__TEXTO FORNECIDO__:
------------------------------
Arthur Bispo do Rosário perambulou numa delicada região entre a realidade e o delírio, a vida e a arte. Na tentativa de seguir passos e pistas, também eu (autora Luciana Hidalgo) peregrinei nessa estrada. E muitas vezes deixei-me perder no labirinto de bispo. O que dizer de um homem internado em um hospício do subúrbio carioca durante quase 50 anos, tido como louco que um dia seria celebrado como artista em exposições internacionais? A biografia de ator bispo do Rosário mistura fragmentos que ora se encaixam ora se estranham.
Colar pedaços desse mundo foi uma serie de achados e perdidos. Quis saber mais sobre Arthur Bispo do Rosário, o homem por trás do artista e do esquizofrênico-paranóico diagnosticado pela psiquiatria. Procurei o cidadão brasileiro, ex-marinheiro e pugilista, eleitor e trabalhador. Investiguei impressões digitais, registros policiais, documentos, prontuários médicos. Deparei com a boa vontade de fontes e esbarrei na memória fraca do país. Resultado: as pegadas de Bispo surgem e desaparecem numa seqüência de altos e baixos.
Internado na Colônia Juliana Moreira, em Jacarepaguá, de 1939 a 1989, entre idas e vindas, ele construiu um universo de miniaturas. A obra, inspirado por anjos e pela virgem Maria, seria apresentada ao Todo-Poderoso no dia do Juízo Final. Ele nunca quis ser um artista. A viagem estética de Arthur Bispo do Rosário era uma missão ditada por seres do além. Quando alguém perguntava sobre sua origem, Bispo desviava: era um enviado dos céus, um Cristo, o próprio. E arriscava:
- Um dia eu simplesmente apareci no mundo.
------------------------------
__EXERCÍCIO__: Reproduza sem alterações o trecho do texto sobre Arthur Bispo do Rosário que começa nas palavras que contêm "Colar pedaços desse" e termina em "altos e baixos.".
------------------------------
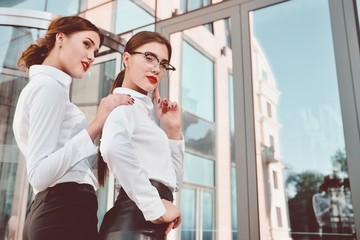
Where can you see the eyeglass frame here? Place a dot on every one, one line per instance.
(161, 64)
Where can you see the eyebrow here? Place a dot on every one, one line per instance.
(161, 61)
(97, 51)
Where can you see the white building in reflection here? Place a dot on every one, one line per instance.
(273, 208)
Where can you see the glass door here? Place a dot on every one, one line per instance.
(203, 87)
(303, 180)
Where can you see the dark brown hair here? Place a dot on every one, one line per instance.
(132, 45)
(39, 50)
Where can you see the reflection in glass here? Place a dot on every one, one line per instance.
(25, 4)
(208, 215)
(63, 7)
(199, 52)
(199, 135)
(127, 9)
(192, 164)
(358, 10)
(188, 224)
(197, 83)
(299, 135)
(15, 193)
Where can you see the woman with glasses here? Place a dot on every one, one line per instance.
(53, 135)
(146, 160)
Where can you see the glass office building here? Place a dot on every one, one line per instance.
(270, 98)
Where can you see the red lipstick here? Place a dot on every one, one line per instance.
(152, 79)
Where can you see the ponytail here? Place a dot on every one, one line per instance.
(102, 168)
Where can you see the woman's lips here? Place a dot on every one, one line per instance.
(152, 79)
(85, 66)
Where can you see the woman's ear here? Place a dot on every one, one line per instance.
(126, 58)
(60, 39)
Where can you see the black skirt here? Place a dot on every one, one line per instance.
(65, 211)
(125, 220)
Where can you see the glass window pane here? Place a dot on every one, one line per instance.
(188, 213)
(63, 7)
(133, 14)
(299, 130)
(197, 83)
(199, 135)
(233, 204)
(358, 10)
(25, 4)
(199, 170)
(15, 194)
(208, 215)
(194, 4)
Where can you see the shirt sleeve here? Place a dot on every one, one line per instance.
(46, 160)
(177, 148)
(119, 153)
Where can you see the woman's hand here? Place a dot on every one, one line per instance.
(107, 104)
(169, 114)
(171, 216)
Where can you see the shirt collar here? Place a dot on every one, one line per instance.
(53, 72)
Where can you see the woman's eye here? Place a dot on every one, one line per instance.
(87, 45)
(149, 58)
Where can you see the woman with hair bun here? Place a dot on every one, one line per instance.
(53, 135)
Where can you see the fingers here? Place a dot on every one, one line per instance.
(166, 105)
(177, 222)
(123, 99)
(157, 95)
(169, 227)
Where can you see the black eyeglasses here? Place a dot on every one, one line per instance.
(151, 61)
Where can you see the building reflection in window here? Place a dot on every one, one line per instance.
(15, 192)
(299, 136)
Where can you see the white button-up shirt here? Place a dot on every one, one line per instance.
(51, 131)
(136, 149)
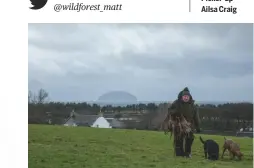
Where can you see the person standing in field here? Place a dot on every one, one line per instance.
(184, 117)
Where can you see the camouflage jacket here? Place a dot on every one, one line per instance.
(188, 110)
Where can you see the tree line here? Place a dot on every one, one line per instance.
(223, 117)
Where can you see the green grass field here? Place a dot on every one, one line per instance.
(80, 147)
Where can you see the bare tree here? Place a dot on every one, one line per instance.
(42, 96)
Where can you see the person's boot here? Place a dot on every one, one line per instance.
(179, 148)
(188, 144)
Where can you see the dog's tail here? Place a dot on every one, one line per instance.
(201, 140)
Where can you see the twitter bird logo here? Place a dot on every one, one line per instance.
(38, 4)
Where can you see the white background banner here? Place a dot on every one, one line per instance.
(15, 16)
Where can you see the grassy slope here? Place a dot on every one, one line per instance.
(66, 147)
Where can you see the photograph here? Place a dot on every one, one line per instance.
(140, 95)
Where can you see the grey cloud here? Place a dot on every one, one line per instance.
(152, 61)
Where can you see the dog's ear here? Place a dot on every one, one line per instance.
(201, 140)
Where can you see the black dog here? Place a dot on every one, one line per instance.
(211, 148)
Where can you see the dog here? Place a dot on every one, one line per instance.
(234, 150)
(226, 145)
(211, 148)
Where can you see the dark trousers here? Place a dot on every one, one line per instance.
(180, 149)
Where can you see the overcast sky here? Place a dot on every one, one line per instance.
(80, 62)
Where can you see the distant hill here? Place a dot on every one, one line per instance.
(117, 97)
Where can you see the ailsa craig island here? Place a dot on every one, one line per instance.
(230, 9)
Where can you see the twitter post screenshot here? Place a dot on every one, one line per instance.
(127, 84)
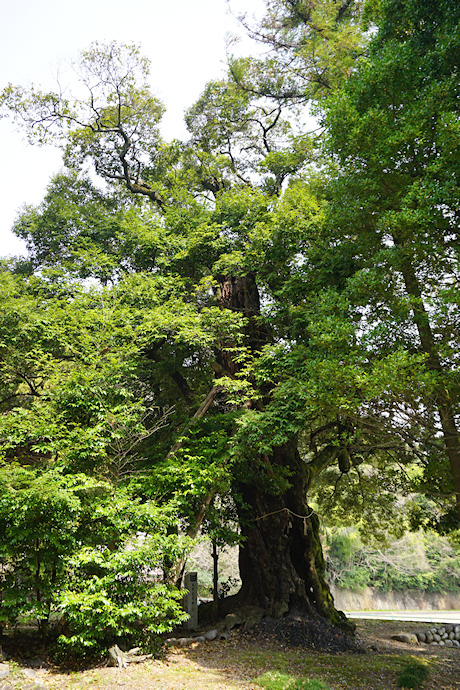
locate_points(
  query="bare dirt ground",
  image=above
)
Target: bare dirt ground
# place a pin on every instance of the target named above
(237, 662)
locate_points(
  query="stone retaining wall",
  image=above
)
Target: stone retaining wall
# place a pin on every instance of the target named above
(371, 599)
------------------------------
__RESOLUÇÃO__:
Colar pedaços desse mundo foi uma serie de achados e perdidos. Quis saber mais sobre Arthur Bispo do Rosário, o homem por trás do artista e do esquizofrênico-paranóico diagnosticado pela psiquiatria. Procurei o cidadão brasileiro, ex-marinheiro e pugilista, eleitor e trabalhador. Investiguei impressões digitais, registros policiais, documentos, prontuários médicos. Deparei com a boa vontade de fontes e esbarrei na memória fraca do país. Resultado: as pegadas de Bispo surgem e desaparecem numa seqüência de altos e baixos.